*** TASK DATA
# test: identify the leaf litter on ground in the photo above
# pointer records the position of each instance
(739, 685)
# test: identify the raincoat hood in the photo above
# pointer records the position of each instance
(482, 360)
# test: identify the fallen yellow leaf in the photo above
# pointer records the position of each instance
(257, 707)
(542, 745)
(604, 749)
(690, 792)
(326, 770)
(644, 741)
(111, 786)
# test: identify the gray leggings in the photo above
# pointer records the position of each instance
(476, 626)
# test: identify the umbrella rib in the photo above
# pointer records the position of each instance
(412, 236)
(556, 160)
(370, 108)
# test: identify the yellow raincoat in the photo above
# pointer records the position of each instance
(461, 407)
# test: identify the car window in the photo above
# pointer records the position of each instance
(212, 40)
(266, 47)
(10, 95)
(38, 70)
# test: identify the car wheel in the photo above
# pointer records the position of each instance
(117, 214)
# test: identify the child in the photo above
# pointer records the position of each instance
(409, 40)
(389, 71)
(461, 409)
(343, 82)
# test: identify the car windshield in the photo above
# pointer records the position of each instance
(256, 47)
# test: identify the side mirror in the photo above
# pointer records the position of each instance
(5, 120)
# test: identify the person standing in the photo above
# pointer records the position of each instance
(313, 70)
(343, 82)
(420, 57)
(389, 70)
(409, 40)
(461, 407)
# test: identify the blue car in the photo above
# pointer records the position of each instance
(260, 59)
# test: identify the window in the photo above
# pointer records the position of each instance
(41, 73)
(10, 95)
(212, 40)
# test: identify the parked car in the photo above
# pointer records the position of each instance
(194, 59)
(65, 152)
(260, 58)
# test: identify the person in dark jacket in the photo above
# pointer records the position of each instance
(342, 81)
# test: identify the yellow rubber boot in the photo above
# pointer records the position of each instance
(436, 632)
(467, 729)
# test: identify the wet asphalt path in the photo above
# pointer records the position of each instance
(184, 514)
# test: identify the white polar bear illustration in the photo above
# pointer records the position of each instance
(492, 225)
******
■ **DESCRIPTION OF THE TASK**: Reproduce every entry shown above, precisely as it stands.

■ **CORRECT RESPONSE**:
# test: identify the leaf litter on ground in the photo above
# pointer records the position of each instance
(739, 685)
# test: identify the raincoat hood in the photo above
# pointer records the position of each instance
(482, 360)
# test: identify the fallen yellow leaf in the photo above
# pointer records the position of each instance
(257, 707)
(542, 745)
(604, 749)
(690, 792)
(326, 770)
(644, 741)
(111, 786)
# test: identify the gray leggings in the photo above
# pointer records the position of each instance
(476, 626)
# test: identify the umbrella rib in the photo above
# pointer records the position of each instance
(412, 236)
(556, 160)
(370, 108)
# test: identify the yellow raincoat in the photo above
# pointer records the position of each instance
(461, 407)
# test: identify the car window in the photo above
# pointer records the position of each instance
(212, 40)
(266, 47)
(10, 95)
(38, 70)
# test: identify the car wheel in the photo above
# pointer records the position of each instance
(117, 214)
# test: identify the child in the photo above
# pointer records the position of each instance
(409, 40)
(389, 71)
(461, 409)
(343, 82)
# test: identify the car windshield in the photo above
# pointer records the position of each instance
(256, 47)
# test: identify the side mirror in the photo above
# pointer records the position of each instance
(5, 120)
# test: identify the person standing in the photo above
# pointer records the position of each instance
(313, 70)
(343, 82)
(420, 57)
(389, 70)
(409, 40)
(461, 407)
# test: identify the blue car in the photo above
# pointer records the position of each instance
(260, 59)
# test: identify the window in the photo above
# pointer records the position of each instance
(41, 73)
(10, 95)
(212, 40)
# test: identify the parked car in the photo above
# pointer records the position of each instance
(194, 59)
(65, 152)
(260, 58)
# test: identify the person in dark jacket in the photo above
# pointer records the position of each instance
(342, 81)
# test: identify the yellow rubber boot in the photo above
# pointer records the position of each instance
(436, 632)
(467, 729)
# test: identify the wet asphalt path in the photo above
# pointer records the position of each instance
(184, 514)
# test: identify the white polar bear illustration in the photo above
# pointer records the position of each instance
(492, 225)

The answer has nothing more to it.